Content starts
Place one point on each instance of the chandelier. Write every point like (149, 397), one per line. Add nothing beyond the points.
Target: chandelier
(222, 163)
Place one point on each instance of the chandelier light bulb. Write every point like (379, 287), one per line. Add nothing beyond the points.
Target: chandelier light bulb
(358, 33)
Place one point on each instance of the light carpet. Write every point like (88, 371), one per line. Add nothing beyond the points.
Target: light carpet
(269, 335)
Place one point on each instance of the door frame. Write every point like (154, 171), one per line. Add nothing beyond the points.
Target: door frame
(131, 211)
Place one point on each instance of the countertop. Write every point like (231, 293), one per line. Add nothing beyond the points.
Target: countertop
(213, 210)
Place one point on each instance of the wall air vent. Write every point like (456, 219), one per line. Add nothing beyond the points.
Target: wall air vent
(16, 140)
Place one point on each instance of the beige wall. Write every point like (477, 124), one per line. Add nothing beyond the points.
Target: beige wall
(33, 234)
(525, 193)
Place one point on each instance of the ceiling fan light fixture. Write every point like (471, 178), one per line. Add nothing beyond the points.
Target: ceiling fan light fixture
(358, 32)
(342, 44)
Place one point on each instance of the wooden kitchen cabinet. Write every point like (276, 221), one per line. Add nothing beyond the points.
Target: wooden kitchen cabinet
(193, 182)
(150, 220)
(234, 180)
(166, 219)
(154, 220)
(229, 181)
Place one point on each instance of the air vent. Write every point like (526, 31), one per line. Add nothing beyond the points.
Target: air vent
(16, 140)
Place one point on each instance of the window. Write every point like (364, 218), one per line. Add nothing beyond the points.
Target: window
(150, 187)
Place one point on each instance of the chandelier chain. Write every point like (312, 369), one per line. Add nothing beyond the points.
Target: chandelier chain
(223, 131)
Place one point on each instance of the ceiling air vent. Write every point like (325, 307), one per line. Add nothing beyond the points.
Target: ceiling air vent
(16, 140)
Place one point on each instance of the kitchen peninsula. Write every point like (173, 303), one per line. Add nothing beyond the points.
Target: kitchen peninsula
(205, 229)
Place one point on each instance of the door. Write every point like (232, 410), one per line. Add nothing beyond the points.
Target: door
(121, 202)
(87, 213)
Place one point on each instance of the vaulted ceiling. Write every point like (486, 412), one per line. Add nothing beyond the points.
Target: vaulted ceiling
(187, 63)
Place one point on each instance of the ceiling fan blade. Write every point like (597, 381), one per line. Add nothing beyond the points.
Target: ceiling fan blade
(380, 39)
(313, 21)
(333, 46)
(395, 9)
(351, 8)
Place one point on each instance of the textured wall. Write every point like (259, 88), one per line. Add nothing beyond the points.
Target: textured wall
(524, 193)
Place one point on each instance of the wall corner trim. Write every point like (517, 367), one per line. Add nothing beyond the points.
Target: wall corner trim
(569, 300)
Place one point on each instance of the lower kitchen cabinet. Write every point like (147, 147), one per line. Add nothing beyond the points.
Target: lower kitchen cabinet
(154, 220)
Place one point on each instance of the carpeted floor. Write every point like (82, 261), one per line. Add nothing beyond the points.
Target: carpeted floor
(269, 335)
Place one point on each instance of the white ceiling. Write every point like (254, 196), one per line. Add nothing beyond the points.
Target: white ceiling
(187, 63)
Content ends
Content starts
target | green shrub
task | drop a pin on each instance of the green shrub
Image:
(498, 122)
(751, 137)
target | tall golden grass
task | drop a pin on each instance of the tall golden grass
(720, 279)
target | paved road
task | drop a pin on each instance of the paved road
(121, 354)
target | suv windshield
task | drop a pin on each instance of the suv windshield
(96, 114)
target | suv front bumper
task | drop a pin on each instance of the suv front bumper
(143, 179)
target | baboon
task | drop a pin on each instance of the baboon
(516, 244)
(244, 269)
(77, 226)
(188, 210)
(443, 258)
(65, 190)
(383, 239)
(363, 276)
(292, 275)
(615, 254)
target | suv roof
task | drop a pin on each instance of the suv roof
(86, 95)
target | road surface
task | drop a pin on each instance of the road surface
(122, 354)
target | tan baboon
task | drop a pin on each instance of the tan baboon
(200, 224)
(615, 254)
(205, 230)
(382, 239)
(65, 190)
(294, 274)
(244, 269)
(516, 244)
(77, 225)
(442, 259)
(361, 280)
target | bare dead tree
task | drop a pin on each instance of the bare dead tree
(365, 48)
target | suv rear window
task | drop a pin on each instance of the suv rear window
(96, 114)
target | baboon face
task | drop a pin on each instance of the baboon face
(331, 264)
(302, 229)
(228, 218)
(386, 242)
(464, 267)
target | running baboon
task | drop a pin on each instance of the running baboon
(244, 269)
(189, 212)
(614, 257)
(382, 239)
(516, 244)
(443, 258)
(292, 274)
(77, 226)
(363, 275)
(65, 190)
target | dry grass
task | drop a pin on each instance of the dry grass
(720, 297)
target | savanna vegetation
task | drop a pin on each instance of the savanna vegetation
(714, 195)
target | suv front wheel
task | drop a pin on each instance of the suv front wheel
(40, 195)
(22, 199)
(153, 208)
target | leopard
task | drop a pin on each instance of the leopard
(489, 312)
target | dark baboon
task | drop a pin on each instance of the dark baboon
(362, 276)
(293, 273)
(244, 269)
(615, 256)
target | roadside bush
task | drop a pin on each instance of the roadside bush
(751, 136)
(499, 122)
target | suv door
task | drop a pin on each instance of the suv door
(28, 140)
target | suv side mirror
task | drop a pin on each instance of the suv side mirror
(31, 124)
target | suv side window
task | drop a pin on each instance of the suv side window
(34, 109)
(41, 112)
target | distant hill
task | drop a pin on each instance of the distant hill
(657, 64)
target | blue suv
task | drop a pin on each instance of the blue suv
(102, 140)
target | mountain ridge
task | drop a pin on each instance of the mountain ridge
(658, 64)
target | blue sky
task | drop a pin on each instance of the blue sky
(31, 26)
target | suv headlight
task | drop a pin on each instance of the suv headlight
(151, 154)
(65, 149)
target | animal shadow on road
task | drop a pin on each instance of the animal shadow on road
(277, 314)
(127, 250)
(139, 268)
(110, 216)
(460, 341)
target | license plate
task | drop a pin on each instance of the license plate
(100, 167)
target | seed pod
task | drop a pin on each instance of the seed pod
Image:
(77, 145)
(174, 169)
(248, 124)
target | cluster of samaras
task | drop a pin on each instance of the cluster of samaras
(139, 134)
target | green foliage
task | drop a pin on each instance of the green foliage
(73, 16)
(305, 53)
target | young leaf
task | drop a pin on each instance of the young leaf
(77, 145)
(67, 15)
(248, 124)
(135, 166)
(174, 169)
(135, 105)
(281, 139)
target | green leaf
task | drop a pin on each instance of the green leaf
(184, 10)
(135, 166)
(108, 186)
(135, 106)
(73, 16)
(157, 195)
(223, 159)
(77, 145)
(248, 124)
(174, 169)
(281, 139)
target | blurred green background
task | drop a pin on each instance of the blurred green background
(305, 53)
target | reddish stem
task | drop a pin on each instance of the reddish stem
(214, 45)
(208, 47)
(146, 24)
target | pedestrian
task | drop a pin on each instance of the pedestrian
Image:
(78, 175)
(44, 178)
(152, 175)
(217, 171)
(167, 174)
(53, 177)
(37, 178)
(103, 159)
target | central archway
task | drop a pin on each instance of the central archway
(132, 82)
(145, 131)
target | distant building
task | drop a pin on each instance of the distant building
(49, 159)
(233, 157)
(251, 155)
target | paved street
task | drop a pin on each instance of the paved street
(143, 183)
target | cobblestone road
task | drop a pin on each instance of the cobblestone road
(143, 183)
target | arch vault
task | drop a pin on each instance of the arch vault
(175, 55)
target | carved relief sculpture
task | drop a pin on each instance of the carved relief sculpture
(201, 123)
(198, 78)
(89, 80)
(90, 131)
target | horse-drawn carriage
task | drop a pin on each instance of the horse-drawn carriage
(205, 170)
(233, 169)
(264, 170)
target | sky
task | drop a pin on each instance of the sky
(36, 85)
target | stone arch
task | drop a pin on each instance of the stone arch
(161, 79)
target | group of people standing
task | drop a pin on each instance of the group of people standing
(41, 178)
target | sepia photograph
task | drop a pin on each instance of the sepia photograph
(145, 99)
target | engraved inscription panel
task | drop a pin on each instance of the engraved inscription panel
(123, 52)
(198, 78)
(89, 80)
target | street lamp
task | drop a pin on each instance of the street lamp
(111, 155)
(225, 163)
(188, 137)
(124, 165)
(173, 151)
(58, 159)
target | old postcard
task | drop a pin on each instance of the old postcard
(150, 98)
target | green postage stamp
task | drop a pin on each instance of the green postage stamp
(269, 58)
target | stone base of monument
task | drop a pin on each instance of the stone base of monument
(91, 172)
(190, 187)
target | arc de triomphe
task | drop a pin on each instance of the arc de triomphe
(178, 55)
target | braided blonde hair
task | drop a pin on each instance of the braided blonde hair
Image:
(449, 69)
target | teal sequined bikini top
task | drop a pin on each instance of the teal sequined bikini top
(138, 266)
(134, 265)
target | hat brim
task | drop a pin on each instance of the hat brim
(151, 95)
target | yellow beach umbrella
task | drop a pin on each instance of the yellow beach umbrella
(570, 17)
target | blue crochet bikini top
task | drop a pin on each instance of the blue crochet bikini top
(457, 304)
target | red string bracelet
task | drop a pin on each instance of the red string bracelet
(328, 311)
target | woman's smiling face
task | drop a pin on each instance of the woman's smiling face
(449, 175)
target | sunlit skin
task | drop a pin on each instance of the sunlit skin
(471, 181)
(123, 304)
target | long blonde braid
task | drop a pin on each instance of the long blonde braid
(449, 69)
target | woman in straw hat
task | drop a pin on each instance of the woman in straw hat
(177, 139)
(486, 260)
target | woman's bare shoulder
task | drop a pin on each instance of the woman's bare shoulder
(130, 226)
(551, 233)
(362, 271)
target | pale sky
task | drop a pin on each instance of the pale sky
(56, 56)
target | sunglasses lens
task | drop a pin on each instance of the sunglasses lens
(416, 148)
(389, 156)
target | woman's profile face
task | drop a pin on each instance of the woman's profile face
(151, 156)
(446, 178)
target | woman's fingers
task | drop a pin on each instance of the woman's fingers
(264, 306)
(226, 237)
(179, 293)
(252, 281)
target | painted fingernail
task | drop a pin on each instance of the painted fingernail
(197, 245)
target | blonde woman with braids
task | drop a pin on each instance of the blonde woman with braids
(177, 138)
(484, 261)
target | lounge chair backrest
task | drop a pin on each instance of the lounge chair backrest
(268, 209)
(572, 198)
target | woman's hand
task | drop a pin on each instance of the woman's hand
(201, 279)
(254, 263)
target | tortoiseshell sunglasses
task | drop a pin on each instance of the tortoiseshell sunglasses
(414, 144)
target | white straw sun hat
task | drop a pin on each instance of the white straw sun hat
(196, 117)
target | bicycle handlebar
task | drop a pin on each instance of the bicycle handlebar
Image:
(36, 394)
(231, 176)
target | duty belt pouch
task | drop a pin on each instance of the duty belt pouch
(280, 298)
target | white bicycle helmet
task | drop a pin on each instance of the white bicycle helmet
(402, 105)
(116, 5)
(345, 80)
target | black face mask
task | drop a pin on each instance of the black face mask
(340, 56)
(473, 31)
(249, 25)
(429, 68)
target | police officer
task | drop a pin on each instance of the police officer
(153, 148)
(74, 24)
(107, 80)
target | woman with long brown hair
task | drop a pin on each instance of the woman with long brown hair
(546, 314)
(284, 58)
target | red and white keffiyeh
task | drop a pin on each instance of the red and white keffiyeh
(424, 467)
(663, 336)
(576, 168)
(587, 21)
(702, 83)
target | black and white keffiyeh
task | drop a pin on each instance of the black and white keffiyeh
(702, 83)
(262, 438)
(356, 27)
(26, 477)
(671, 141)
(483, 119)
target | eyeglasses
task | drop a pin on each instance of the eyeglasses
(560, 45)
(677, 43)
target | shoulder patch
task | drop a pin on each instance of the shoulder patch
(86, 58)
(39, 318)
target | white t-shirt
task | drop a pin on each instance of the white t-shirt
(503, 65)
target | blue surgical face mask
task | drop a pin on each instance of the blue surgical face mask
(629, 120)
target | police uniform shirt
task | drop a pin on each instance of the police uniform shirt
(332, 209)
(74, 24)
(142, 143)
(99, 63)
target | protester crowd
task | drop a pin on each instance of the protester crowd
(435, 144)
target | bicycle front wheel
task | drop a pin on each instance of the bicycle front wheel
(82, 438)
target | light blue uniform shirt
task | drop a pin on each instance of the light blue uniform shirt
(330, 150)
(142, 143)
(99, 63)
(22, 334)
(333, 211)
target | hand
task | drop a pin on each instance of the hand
Content ends
Content starts
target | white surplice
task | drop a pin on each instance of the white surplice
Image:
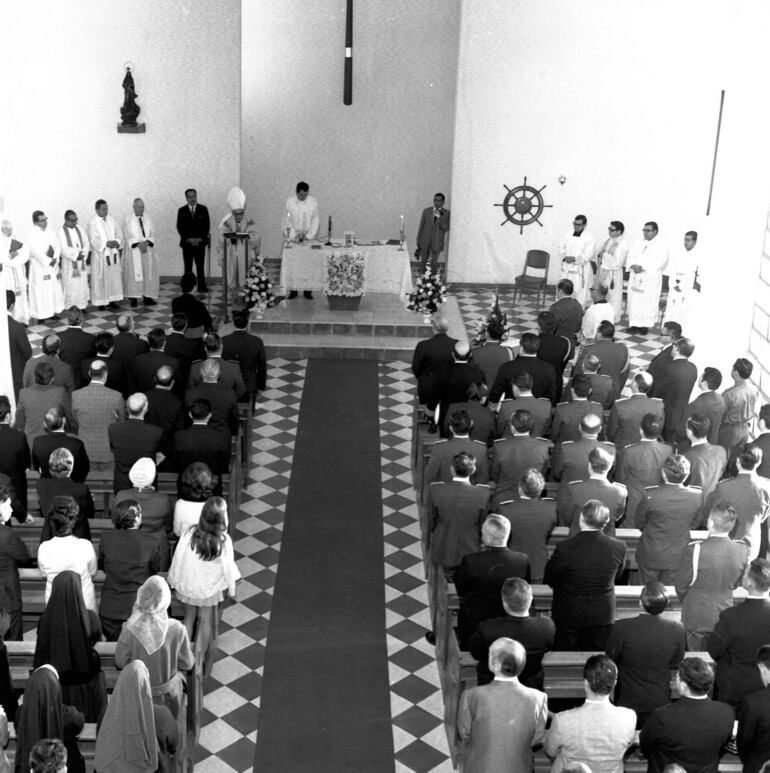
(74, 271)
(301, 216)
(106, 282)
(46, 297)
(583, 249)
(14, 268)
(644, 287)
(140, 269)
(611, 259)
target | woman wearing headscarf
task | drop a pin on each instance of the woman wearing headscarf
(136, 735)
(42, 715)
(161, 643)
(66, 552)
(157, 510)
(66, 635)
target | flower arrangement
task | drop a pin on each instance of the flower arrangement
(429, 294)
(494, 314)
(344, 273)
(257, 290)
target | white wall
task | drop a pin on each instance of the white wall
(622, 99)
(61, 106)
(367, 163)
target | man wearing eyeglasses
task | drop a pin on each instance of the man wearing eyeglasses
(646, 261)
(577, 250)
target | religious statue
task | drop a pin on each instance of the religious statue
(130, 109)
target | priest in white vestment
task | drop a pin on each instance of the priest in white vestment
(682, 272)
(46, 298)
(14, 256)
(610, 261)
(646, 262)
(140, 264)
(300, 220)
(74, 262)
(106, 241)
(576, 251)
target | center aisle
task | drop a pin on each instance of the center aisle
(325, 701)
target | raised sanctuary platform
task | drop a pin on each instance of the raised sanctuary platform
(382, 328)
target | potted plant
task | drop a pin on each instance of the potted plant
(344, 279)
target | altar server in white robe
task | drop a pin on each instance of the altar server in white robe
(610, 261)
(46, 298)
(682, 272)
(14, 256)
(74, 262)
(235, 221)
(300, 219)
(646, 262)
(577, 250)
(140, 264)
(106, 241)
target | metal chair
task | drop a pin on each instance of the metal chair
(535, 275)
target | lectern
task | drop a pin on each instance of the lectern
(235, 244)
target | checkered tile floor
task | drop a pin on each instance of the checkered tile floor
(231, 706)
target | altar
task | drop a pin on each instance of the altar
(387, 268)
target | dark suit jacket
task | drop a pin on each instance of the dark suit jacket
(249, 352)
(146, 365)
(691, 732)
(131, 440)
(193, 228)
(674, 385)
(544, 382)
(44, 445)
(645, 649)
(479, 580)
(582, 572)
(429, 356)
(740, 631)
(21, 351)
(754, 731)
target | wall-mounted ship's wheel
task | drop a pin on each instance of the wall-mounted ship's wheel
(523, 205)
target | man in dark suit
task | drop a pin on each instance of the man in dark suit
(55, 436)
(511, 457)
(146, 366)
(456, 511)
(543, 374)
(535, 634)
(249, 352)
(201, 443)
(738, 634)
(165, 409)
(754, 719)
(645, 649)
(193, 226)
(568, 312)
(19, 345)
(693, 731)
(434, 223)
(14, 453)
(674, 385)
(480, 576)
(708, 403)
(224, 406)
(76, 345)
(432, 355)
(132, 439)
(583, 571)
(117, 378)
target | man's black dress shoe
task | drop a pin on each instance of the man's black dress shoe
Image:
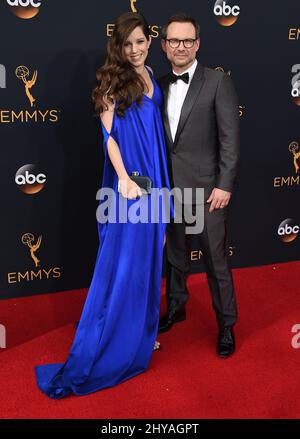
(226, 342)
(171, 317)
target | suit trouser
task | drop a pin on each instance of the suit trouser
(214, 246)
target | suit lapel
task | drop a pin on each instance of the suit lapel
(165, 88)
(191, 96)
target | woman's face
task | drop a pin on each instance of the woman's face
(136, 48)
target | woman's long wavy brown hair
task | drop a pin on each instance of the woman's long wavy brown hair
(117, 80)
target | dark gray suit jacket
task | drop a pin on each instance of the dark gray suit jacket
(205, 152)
Content ends
» **Aim of the task**
Lines wanted from the listing above: the line with "the dark baboon" up to and including the line with "target | suv headlight". Please write them out exactly, adding nothing else.

» **Result of the exercise**
task | drop a pin on each instance of the dark baboon
(362, 276)
(293, 273)
(244, 269)
(615, 256)
target | roadside bush
task | drop a pin on each instance of the roadside bush
(751, 136)
(499, 122)
target | suv door
task | drop a pin on each instance of the suv door
(28, 140)
target | suv side mirror
task | drop a pin on each instance of the suv side mirror
(31, 124)
target | suv side window
task | drop a pin on each instance of the suv side window
(34, 109)
(41, 112)
target | distant hill
task | drop a pin on each instance of the distant hill
(657, 64)
target | blue suv
task | drop a pin on each instance of the blue suv
(102, 140)
target | mountain ridge
task | drop a pin on each instance of the mountain ridge
(658, 64)
target | blue sky
task | drop a pin on each instance of the blue sky
(31, 26)
target | suv headlight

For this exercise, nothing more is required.